* **Exercise description**: An exact copy of the entries is required, with every image omitted.

* **Text-to-region grounding data**:
------------
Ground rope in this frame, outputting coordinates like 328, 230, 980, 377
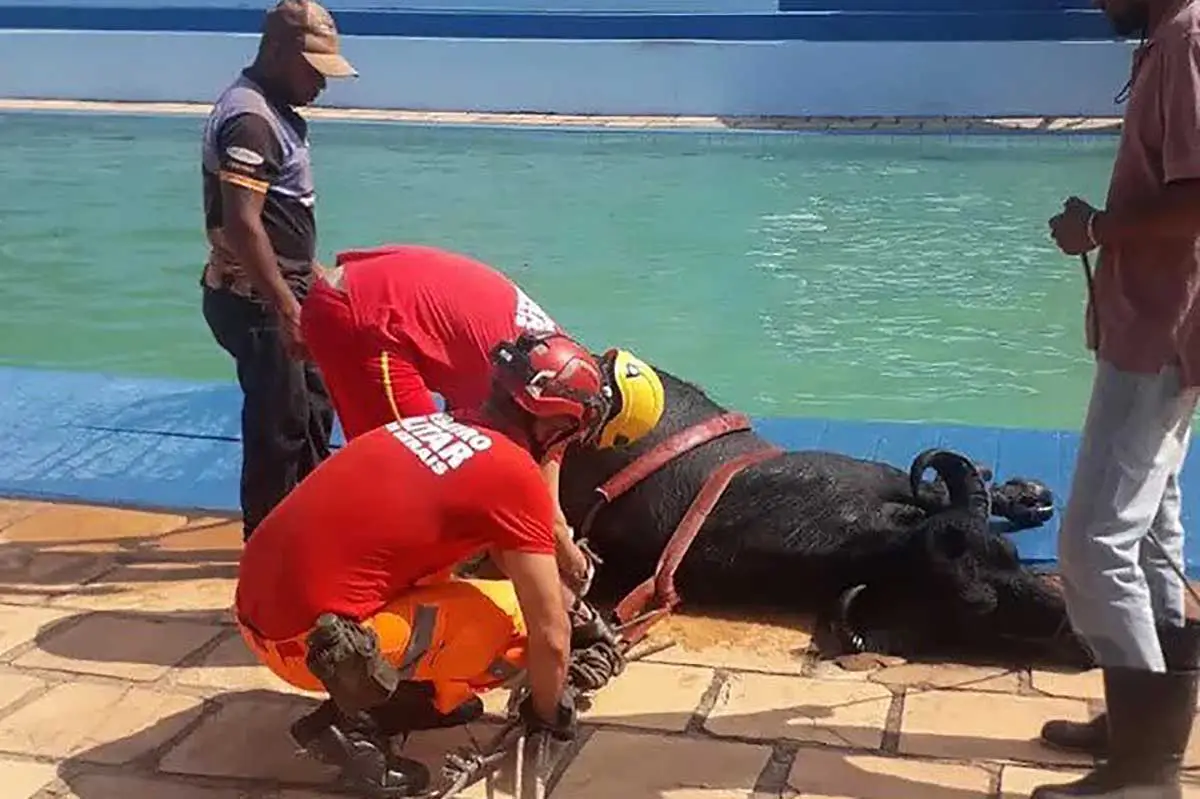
567, 640, 626, 692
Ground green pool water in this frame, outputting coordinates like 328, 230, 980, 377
0, 110, 1118, 430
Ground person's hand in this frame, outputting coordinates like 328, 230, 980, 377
------------
* **Response to the task**:
Ground rope in this frame, outputting coordinates like 328, 230, 980, 377
567, 640, 626, 692
Ground green pool water in this frame, outputting coordinates like 328, 230, 980, 377
0, 110, 1118, 430
Ground person's hand in this frame, outputting coordinates like 328, 230, 980, 377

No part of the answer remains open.